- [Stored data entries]
- Opening Delimiter -

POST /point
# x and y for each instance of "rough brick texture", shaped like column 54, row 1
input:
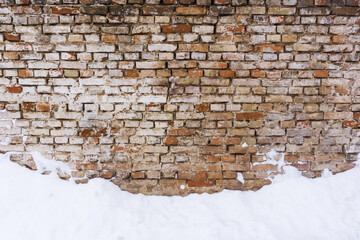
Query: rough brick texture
column 177, row 97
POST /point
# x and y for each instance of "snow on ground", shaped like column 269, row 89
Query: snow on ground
column 40, row 207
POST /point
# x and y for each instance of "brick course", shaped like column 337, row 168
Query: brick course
column 176, row 97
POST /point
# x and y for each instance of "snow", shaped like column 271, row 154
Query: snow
column 43, row 207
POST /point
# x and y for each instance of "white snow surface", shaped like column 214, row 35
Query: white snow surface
column 43, row 207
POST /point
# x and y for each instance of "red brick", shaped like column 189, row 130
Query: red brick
column 92, row 140
column 14, row 89
column 258, row 74
column 170, row 141
column 93, row 132
column 27, row 9
column 116, row 166
column 65, row 10
column 11, row 55
column 28, row 106
column 269, row 48
column 201, row 183
column 181, row 132
column 194, row 47
column 212, row 65
column 321, row 73
column 168, row 2
column 249, row 115
column 109, row 38
column 232, row 141
column 340, row 39
column 230, row 29
column 138, row 175
column 106, row 174
column 25, row 73
column 12, row 37
column 216, row 141
column 131, row 73
column 351, row 123
column 219, row 116
column 227, row 73
column 191, row 10
column 322, row 2
column 221, row 2
column 357, row 115
column 86, row 73
column 228, row 158
column 212, row 158
column 200, row 176
column 178, row 28
column 265, row 167
column 303, row 124
column 195, row 73
column 43, row 107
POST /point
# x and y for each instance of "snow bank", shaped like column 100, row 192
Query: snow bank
column 36, row 207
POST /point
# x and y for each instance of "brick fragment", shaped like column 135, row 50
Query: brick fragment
column 65, row 10
column 249, row 115
column 177, row 28
column 191, row 10
column 12, row 37
column 14, row 89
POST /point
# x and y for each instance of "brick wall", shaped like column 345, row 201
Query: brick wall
column 181, row 96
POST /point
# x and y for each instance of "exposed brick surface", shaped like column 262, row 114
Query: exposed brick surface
column 181, row 96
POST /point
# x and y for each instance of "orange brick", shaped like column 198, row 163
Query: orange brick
column 109, row 38
column 339, row 39
column 351, row 123
column 138, row 175
column 65, row 10
column 191, row 10
column 131, row 73
column 86, row 73
column 219, row 116
column 43, row 107
column 202, row 107
column 170, row 141
column 194, row 47
column 12, row 37
column 200, row 176
column 10, row 55
column 249, row 115
column 212, row 158
column 227, row 73
column 195, row 73
column 25, row 73
column 201, row 183
column 270, row 48
column 321, row 73
column 28, row 106
column 14, row 89
column 178, row 28
column 181, row 132
column 258, row 74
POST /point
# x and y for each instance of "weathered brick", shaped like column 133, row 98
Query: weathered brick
column 178, row 28
column 191, row 10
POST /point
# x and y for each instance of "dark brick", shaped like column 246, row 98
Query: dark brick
column 95, row 10
column 222, row 10
column 305, row 3
column 158, row 10
column 349, row 11
column 123, row 11
column 339, row 3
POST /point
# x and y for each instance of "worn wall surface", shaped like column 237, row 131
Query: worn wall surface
column 180, row 96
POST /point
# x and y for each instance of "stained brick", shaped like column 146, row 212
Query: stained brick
column 178, row 28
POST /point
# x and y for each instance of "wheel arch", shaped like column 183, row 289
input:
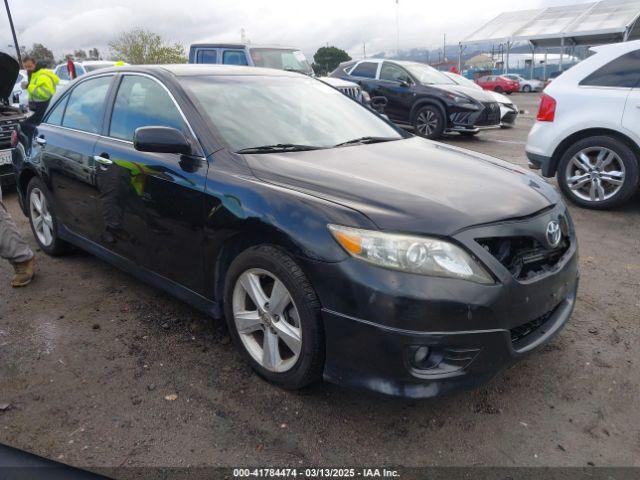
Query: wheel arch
column 590, row 132
column 24, row 178
column 237, row 243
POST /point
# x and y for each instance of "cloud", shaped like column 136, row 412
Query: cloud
column 66, row 25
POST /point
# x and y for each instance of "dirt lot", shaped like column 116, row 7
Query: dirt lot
column 88, row 355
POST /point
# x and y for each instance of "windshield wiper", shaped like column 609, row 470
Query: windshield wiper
column 279, row 147
column 365, row 140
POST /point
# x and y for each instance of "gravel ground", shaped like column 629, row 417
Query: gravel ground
column 100, row 370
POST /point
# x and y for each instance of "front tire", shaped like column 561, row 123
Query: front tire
column 429, row 122
column 598, row 172
column 43, row 220
column 273, row 316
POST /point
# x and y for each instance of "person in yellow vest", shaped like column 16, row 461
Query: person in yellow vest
column 41, row 87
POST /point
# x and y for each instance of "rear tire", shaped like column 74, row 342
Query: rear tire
column 428, row 122
column 599, row 173
column 43, row 220
column 280, row 333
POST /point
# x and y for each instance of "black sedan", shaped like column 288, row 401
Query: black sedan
column 422, row 97
column 334, row 244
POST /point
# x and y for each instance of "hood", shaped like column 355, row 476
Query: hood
column 412, row 185
column 9, row 69
column 474, row 93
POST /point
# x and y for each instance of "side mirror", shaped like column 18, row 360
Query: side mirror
column 405, row 81
column 161, row 140
column 379, row 103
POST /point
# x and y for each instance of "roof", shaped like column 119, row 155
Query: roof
column 591, row 23
column 190, row 69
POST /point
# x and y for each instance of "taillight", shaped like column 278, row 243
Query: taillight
column 547, row 110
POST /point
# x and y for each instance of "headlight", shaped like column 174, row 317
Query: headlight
column 421, row 255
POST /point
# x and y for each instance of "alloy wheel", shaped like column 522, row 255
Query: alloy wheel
column 427, row 122
column 267, row 320
column 41, row 217
column 595, row 174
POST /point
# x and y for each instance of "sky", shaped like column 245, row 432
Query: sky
column 67, row 25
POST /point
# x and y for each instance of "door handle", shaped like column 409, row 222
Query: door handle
column 102, row 160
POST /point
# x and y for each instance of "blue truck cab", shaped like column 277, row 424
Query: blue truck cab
column 281, row 58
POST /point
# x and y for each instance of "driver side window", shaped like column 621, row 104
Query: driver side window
column 142, row 102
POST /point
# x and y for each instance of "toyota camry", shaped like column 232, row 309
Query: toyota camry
column 335, row 245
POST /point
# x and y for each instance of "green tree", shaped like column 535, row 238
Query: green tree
column 144, row 47
column 327, row 59
column 42, row 54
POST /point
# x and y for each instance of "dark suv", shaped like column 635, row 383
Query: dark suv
column 9, row 117
column 420, row 96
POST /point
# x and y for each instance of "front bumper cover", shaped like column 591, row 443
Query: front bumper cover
column 375, row 318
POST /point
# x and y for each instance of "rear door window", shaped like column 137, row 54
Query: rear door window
column 365, row 70
column 55, row 116
column 85, row 107
column 234, row 57
column 207, row 56
column 623, row 72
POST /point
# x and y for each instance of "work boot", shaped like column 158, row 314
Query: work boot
column 25, row 272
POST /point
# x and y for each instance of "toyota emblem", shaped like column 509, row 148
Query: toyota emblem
column 554, row 234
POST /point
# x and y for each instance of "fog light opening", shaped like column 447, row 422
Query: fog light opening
column 420, row 355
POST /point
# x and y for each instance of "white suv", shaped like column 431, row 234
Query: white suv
column 588, row 128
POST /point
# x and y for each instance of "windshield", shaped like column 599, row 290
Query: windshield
column 427, row 75
column 254, row 111
column 281, row 59
column 464, row 81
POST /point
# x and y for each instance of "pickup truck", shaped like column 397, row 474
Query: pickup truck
column 268, row 56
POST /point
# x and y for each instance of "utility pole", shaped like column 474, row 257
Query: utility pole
column 13, row 32
column 397, row 28
column 444, row 47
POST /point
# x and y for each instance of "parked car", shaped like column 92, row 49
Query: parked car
column 588, row 128
column 19, row 96
column 62, row 70
column 508, row 110
column 552, row 77
column 526, row 86
column 267, row 56
column 10, row 117
column 498, row 83
column 335, row 244
column 421, row 96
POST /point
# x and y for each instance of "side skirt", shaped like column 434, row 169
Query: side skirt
column 194, row 299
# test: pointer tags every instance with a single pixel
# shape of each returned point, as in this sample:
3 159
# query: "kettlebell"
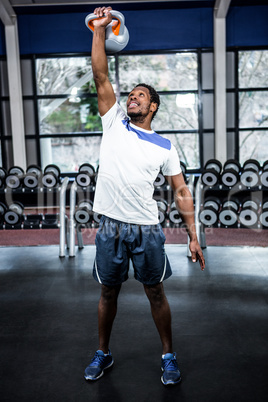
116 36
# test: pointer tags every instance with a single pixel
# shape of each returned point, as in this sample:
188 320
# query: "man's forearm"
98 56
185 206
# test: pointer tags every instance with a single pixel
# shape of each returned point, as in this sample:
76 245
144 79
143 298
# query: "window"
69 125
253 105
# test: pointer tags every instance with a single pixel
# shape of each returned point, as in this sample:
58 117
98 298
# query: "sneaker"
171 373
99 363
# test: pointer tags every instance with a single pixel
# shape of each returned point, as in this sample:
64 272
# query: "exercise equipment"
160 180
248 215
32 178
14 177
162 210
208 216
174 215
51 176
86 175
83 213
3 174
14 214
230 173
116 34
211 174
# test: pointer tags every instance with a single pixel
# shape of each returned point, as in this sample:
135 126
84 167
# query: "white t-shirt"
130 160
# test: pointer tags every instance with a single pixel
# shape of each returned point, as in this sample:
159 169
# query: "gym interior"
208 61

- Closing Delimiter -

In the entries above, restate word for word the lines between the one holding "509, row 148" and the one holding "599, row 290", inclusive, and nothing besides.

- [Answer space]
# x and y for each instance of "toyota emblem", shaped like column 509, row 148
Query: toyota emblem
column 554, row 234
POST /point
# x and y for each instance of "fog light opening", shaped like column 447, row 422
Query: fog light opening
column 420, row 355
POST /point
# x and y for each instance of "white suv", shaped like column 431, row 234
Query: white suv
column 588, row 128
POST /point
# x and y for each instance of "windshield", shaped like column 599, row 290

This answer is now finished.